━━━ Gegebene Daten ━━━

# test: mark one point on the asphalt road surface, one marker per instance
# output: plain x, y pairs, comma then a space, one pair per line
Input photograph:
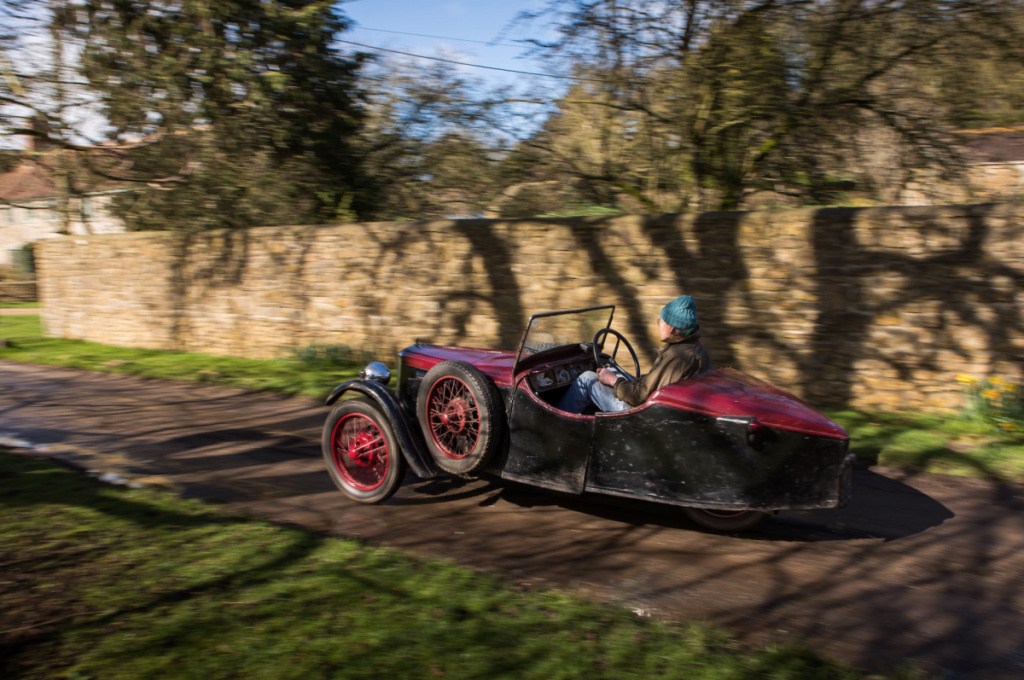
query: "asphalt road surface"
924, 568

━━━

=== Ziel ===
Überarbeite die Zeilen aller Einträge so, dass „asphalt road surface“ überall durch „paved street“ ersetzt wird und alles andere unverändert bleibt. Lass die Bilder in deiner Antwort weg.

=== Musterlösung ===
# test: mark one point on the paved street, one marker per instance
# output: plain x, y pairs, comma then a space, one pair per line
Input photograph:
query: "paved street"
924, 568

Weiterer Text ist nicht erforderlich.